▶ Task:
Nothing may be changed. Give the entries below again exactly.

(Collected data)
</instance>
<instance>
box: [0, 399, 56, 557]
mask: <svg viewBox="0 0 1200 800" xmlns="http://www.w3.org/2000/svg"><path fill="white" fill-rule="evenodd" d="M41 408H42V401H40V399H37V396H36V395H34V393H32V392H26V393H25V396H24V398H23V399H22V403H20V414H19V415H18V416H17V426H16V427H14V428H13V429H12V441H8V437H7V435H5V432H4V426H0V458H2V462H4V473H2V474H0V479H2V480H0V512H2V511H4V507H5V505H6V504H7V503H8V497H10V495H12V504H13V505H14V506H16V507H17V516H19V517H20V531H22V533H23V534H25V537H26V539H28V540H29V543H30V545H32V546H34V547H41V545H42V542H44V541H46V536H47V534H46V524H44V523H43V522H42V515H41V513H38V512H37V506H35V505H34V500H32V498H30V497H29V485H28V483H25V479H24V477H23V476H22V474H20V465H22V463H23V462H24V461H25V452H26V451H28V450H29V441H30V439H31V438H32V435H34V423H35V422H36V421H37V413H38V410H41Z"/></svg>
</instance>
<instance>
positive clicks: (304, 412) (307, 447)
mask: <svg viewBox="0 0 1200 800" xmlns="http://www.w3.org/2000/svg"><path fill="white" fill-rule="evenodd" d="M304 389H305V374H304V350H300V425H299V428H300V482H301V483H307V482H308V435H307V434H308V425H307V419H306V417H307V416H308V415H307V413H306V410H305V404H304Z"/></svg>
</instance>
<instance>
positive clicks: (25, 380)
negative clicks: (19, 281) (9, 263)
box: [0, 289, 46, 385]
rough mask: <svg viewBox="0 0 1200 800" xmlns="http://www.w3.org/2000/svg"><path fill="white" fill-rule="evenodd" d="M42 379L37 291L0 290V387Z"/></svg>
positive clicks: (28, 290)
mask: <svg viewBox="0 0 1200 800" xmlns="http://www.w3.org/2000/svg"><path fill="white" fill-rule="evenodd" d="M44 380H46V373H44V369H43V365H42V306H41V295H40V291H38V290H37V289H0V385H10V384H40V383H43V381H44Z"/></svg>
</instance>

▶ Solution:
</instance>
<instance>
box: [0, 399, 56, 557]
mask: <svg viewBox="0 0 1200 800" xmlns="http://www.w3.org/2000/svg"><path fill="white" fill-rule="evenodd" d="M41 408H42V401H40V399H37V396H36V395H34V393H32V392H26V393H25V396H24V398H23V399H22V403H20V414H19V415H18V416H17V426H16V427H14V428H13V429H12V441H8V437H7V435H5V432H4V426H0V458H2V462H4V473H2V474H0V479H2V480H0V512H2V511H4V507H5V505H6V504H7V503H8V497H10V495H12V504H13V505H14V506H16V507H17V516H19V517H20V531H22V533H23V534H25V537H26V539H28V540H29V543H30V545H32V546H34V547H41V545H42V542H44V541H46V536H47V534H46V524H44V523H43V522H42V515H41V513H38V512H37V506H35V505H34V500H32V498H30V497H29V485H28V483H25V479H24V477H23V476H22V474H20V465H22V463H23V462H24V461H25V452H26V451H28V450H29V441H30V439H31V438H32V435H34V423H35V422H36V421H37V413H38V410H41Z"/></svg>
</instance>
<instance>
positive clicks: (304, 412) (307, 447)
mask: <svg viewBox="0 0 1200 800" xmlns="http://www.w3.org/2000/svg"><path fill="white" fill-rule="evenodd" d="M304 389H305V374H304V350H300V425H299V428H300V482H301V483H307V482H308V435H307V434H308V425H307V419H306V417H307V416H308V415H307V413H306V410H305V404H304Z"/></svg>
</instance>
<instance>
positive clicks: (25, 380)
negative clicks: (19, 281) (9, 263)
box: [0, 289, 46, 385]
rough mask: <svg viewBox="0 0 1200 800" xmlns="http://www.w3.org/2000/svg"><path fill="white" fill-rule="evenodd" d="M42 379L37 291L0 290V387Z"/></svg>
positive clicks: (28, 290)
mask: <svg viewBox="0 0 1200 800" xmlns="http://www.w3.org/2000/svg"><path fill="white" fill-rule="evenodd" d="M44 380H46V373H44V369H43V365H42V306H41V295H40V291H38V290H37V289H0V385H10V384H40V383H43V381H44Z"/></svg>
</instance>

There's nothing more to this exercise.